(Instructions for the task):
Retype the items from the line with "target | black window trim" through the end of the items, with both of those lines included. Keep each line unchanged.

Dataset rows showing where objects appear
-- -- --
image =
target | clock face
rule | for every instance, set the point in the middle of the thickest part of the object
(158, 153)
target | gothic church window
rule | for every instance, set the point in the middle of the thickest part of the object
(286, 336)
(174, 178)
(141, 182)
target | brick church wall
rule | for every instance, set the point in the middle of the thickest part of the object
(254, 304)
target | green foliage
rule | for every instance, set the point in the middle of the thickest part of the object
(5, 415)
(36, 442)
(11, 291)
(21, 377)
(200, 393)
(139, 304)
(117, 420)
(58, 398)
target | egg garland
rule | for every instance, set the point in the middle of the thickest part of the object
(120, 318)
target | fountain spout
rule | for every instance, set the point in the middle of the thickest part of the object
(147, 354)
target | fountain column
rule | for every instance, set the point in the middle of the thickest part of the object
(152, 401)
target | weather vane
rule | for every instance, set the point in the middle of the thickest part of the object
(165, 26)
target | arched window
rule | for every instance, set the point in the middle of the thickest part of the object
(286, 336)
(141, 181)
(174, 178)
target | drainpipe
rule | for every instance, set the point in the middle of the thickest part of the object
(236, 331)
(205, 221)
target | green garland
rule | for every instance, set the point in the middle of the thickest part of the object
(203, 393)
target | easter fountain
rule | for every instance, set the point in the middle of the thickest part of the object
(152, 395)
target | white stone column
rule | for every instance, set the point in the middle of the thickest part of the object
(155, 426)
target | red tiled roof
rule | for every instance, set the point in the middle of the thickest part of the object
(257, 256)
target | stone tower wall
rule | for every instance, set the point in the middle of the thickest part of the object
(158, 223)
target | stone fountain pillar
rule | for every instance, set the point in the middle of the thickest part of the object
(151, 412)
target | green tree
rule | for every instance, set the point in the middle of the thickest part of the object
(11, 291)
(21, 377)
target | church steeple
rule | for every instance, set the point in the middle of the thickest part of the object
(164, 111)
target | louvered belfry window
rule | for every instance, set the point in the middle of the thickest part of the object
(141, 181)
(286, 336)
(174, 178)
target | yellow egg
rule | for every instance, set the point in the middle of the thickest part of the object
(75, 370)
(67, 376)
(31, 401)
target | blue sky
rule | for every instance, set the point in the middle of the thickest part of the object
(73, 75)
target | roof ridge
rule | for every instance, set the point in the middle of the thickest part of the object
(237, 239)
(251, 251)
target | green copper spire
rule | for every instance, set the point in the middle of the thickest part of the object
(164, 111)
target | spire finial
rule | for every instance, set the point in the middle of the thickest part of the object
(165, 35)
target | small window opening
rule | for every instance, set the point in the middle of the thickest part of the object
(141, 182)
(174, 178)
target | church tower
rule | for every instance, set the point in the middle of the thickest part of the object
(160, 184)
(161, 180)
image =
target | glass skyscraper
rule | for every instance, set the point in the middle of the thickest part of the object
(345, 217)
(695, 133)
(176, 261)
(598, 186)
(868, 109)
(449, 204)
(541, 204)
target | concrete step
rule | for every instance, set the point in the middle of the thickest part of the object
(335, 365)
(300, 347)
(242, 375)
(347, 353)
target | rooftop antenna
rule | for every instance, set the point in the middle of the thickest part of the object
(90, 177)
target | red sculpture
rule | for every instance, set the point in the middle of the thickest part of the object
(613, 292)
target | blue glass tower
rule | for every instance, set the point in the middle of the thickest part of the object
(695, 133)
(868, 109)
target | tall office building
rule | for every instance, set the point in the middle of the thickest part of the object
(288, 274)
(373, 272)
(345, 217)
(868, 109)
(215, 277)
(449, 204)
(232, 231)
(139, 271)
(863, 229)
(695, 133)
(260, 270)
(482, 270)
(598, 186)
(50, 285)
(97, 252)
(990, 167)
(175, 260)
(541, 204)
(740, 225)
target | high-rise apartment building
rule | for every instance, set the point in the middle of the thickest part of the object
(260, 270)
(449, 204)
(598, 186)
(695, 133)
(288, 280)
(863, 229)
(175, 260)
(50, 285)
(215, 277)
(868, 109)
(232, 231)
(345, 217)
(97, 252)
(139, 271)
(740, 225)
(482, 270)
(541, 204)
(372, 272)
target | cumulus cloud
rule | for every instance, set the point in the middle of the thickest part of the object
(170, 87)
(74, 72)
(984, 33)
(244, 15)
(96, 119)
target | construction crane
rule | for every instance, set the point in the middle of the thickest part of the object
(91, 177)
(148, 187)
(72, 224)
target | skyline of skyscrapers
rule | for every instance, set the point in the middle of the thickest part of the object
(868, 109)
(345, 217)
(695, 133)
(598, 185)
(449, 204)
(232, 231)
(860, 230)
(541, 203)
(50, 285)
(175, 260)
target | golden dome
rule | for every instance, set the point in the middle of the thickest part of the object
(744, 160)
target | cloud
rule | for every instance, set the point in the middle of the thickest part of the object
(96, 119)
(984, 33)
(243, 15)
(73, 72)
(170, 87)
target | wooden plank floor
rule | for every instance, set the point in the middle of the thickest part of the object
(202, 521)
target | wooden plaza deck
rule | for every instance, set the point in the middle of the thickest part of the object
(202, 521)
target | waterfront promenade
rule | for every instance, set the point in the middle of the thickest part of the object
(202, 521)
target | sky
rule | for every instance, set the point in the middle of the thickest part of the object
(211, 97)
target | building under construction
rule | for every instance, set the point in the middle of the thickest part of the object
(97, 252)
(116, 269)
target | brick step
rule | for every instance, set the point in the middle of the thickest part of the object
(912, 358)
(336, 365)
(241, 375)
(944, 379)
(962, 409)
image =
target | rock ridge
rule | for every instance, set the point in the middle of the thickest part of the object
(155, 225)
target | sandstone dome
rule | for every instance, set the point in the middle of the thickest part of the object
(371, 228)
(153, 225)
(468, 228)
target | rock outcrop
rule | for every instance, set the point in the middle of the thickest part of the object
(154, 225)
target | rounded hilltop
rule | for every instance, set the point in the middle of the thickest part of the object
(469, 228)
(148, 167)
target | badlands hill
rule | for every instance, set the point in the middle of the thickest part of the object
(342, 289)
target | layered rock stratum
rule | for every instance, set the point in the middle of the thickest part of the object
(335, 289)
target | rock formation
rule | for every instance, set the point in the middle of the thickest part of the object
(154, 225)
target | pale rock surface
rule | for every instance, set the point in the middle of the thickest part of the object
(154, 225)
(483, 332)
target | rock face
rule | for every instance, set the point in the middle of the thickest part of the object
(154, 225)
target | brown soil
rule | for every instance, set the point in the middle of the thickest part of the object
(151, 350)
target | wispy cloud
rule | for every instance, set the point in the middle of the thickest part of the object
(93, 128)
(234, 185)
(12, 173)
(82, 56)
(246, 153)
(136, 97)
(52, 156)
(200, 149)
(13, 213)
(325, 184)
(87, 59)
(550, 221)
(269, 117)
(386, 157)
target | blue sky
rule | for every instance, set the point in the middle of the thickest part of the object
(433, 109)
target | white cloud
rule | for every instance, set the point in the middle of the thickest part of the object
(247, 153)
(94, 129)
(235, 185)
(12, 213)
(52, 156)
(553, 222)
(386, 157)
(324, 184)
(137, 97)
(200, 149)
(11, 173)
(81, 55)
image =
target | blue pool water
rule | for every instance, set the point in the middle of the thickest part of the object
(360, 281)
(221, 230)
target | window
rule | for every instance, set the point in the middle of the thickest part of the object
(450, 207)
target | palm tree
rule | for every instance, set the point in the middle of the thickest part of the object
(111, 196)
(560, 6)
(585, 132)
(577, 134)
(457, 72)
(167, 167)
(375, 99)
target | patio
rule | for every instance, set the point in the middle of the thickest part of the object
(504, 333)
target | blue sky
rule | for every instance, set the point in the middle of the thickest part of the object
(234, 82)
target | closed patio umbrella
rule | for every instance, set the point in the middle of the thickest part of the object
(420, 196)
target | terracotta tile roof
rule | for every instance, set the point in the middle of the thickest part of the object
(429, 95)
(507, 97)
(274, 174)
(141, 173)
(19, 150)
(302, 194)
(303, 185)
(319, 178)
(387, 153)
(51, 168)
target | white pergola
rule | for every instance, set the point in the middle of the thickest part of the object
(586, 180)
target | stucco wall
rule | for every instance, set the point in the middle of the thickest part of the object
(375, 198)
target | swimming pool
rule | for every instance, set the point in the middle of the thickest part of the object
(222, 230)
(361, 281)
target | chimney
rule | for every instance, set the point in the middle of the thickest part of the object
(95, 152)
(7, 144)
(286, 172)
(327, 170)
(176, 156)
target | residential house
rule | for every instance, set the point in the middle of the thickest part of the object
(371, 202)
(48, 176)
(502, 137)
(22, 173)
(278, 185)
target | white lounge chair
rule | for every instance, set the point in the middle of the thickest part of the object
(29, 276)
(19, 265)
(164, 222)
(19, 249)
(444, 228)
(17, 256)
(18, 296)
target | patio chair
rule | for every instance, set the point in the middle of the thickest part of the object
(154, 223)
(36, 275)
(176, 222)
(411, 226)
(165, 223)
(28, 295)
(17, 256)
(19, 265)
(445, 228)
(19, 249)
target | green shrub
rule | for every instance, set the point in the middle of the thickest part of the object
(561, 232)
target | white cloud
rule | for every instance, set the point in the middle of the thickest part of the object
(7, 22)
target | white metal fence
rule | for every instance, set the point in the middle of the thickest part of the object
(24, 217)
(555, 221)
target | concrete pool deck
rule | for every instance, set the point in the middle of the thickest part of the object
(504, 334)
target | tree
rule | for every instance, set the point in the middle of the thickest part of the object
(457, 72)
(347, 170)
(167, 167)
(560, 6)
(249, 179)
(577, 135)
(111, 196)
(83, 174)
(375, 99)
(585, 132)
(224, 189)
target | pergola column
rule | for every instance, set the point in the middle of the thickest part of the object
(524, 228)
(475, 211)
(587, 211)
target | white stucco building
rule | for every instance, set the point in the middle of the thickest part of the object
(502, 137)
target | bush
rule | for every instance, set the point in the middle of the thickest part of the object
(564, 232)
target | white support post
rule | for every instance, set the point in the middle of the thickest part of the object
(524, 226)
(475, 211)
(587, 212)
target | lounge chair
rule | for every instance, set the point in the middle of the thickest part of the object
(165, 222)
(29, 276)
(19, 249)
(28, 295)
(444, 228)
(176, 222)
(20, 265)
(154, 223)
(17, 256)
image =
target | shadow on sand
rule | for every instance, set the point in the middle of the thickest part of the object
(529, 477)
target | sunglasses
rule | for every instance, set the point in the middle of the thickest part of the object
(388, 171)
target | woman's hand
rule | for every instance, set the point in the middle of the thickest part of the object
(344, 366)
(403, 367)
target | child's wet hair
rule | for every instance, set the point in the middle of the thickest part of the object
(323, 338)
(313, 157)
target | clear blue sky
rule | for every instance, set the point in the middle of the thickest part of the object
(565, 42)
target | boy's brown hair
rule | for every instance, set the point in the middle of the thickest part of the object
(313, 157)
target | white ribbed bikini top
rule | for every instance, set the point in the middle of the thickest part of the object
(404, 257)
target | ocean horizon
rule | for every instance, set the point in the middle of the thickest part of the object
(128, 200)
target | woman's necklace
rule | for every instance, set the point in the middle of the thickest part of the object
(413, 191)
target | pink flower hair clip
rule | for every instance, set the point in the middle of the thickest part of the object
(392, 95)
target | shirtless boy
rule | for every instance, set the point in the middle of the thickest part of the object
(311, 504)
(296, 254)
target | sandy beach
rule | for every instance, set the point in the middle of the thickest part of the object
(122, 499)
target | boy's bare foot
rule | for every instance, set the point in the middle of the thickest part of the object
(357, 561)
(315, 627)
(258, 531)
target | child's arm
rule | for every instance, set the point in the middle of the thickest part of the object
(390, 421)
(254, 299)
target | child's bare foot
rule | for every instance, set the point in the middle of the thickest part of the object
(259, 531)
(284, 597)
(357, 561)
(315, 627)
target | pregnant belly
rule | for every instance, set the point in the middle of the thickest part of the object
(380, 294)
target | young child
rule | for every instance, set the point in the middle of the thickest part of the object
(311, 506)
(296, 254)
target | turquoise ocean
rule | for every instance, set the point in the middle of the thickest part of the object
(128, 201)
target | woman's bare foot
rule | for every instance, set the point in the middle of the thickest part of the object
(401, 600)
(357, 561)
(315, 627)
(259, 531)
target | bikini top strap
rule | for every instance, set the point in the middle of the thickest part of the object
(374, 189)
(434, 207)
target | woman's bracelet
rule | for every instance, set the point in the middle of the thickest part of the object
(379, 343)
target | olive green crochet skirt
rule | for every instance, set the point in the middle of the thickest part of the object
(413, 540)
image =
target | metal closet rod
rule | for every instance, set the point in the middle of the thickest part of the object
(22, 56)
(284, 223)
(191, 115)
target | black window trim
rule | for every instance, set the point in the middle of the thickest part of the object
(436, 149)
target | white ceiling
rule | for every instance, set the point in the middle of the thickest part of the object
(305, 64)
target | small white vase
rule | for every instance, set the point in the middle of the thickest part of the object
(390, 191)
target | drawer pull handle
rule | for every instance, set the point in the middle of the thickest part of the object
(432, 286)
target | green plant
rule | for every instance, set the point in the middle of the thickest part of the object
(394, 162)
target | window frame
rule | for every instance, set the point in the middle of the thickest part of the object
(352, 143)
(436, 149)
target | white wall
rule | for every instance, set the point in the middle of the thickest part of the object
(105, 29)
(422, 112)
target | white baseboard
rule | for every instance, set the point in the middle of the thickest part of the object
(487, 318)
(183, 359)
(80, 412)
-- -- --
(Solved problem):
target | black window trim
rule | for every instance, set the point in the middle of the thickest part of the object
(436, 149)
target | white ceiling
rule | for every instance, set the point in the middle of the thickest part of the object
(305, 64)
target | small white vase
rule | for every instance, set the point in the middle of the thickest part of the object
(390, 191)
target | drawer pull handle
rule | for every instance, set the point in the middle of the thickest part of the object
(432, 286)
target | green plant
rule | for every instance, set the point in the middle of the thickest part of the object
(394, 162)
target | window frame
rule | for every instance, set the point in the middle of the thickest part of the object
(352, 143)
(436, 149)
target | white wall
rule | for every instance, set the point in the middle of the thickest part of the object
(105, 29)
(422, 112)
target | white baseboard
rule | for every instance, set the point in the middle of the thickest part of the object
(487, 318)
(183, 359)
(80, 412)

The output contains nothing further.